(Records from a dataset)
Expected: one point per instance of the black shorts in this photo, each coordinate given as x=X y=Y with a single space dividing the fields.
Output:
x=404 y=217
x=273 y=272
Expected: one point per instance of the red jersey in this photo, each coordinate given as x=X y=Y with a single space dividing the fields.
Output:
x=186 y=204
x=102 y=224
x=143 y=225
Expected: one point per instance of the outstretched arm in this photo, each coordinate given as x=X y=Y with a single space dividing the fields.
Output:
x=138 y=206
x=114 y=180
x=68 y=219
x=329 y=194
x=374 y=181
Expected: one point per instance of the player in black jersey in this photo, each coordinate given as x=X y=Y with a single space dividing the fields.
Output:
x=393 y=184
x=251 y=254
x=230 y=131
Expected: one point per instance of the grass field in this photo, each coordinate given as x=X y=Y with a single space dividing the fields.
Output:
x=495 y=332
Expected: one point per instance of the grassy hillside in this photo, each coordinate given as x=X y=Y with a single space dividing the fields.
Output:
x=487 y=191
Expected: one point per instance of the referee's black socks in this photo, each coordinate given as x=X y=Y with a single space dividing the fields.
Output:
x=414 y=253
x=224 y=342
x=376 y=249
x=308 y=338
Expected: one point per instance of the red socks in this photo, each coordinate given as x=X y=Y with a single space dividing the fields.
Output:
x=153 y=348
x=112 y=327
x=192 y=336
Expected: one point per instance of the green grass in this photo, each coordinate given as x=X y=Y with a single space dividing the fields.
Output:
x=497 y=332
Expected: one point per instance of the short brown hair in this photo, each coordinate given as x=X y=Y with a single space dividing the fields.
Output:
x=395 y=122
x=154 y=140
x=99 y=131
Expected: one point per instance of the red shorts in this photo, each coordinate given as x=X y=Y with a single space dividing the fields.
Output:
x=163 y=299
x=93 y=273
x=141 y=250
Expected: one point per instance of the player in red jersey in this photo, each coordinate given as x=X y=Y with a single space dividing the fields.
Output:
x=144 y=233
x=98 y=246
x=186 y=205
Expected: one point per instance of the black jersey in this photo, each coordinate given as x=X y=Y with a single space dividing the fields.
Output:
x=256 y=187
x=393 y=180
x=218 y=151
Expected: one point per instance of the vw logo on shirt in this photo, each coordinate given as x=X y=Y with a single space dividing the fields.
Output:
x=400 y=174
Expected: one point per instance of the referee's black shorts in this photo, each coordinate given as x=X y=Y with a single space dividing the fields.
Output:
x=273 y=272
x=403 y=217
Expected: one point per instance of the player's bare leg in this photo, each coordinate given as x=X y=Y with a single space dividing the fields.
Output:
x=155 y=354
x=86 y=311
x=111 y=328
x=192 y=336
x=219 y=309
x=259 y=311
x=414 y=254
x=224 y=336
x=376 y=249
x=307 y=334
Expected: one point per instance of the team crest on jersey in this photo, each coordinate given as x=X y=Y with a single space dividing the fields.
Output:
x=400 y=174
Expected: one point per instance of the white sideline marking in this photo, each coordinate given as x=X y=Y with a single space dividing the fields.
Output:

**Do this:**
Please copy out every line of the listing above word for word, with no changes.

**Result of the exercise:**
Expected: one point per instance of the black shorts in this photo, each coordinate given as x=X y=Y with a single space dividing the fields.
Output:
x=404 y=217
x=273 y=272
Expected: one point per instance of the red jersey in this photo, each coordinate given as x=X y=Y with a single space dividing the fields.
Output:
x=186 y=204
x=102 y=224
x=143 y=225
Expected: one point per instance of the outstretched arm in this photo, each coordinate given as x=X y=Y with a single space dividing the fields.
Output:
x=138 y=206
x=114 y=180
x=68 y=219
x=329 y=194
x=374 y=181
Expected: one point per instance of the player in black jersey in this photo, each coordinate given as x=X y=Y with a single space dividing the fields.
Output:
x=393 y=184
x=251 y=254
x=230 y=131
Expected: one point per instance of the grass field in this photo, each coordinate given as x=X y=Y with a single space dividing the fields.
Output:
x=495 y=332
Expected: one point per instance of the grassy hillside in this photo, each coordinate given as x=X y=Y with a single space dividing the fields.
Output:
x=487 y=191
Expected: one point per instance of the referee's black socks in this photo, each coordinate given as x=X y=Y with a single space dividing the fields.
Output:
x=414 y=253
x=224 y=342
x=376 y=249
x=308 y=338
Expected: one point per instance of the red socks in this photo, each coordinate given as x=X y=Y with a single space dividing the fields.
Output:
x=153 y=348
x=112 y=327
x=192 y=336
Expected: one point per instance of the green grass in this photo, each coordinate given as x=X y=Y with a single space dividing the fields.
Output:
x=497 y=332
Expected: one point per instance of the short brown hair in this photo, each coordinate given as x=X y=Y with a single space dividing the fields.
Output:
x=395 y=122
x=154 y=140
x=99 y=131
Expected: one point per instance of the red shorts in this photo, each coordinate given as x=X y=Y with a single space dividing the fields.
Output:
x=163 y=299
x=93 y=273
x=141 y=250
Expected: one point per instance of the player in red jersey in this photo, each coordinate given as x=X y=Y with a single space dividing the fields.
Output:
x=144 y=233
x=98 y=246
x=186 y=205
Expected: one point per instance of the black jersey in this photo, each coordinate given as x=X y=Y with a single space dividing the fields.
Output:
x=256 y=187
x=393 y=180
x=218 y=151
Expected: one point per instance of the vw logo on shirt in this photo, each coordinate given as x=X y=Y with a single space dividing the fields.
Output:
x=400 y=174
Expected: one point per instance of the referee's black shorts in this photo, each coordinate given as x=X y=Y with a single space dividing the fields.
Output:
x=273 y=272
x=403 y=217
Expected: one point per instance of the player's bare leg in this photo, each coordinate given as x=X y=Y with a single space dividing the fields.
Output:
x=155 y=354
x=86 y=311
x=111 y=328
x=192 y=336
x=219 y=309
x=259 y=311
x=414 y=254
x=224 y=336
x=376 y=249
x=307 y=334
Expected: one point per instance of the team crest on jersey in this photo, each coordinate given as x=X y=Y with a single space dividing the fields.
Output:
x=400 y=174
Expected: one point per instance of the white sideline marking in this photo, each coordinate given as x=X y=Y with a single space dividing the fields.
Output:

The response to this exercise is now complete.